Rewrite the records below with "waterfront" changed to "shoreline" and every other part left the same. Leave the pictures out of your answer.

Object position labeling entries
====================
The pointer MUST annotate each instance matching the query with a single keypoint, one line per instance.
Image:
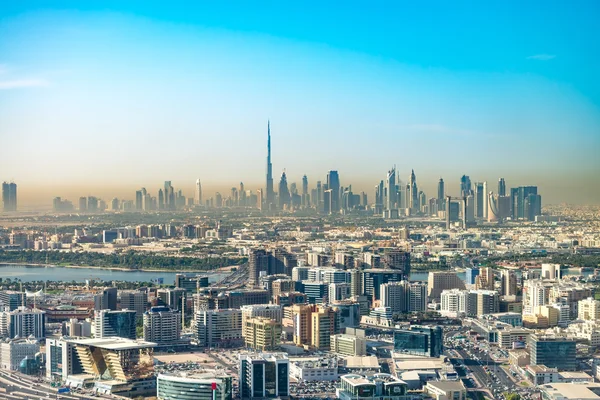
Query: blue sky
(112, 97)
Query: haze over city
(102, 100)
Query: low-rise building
(314, 369)
(446, 390)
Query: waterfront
(29, 273)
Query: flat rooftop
(112, 343)
(581, 391)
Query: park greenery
(129, 260)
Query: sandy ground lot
(180, 358)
====================
## Finished answer
The pointer MUST annotate each instance matching the query with a single keypoint, one line per instance.
Image:
Query: blue sky
(112, 97)
Query: haze over city
(102, 100)
Query: low-rise building
(314, 369)
(446, 390)
Query: shoreline
(29, 273)
Query: flat rooftop
(112, 343)
(581, 391)
Query: park greenery
(129, 260)
Query: sandy ground lot
(180, 358)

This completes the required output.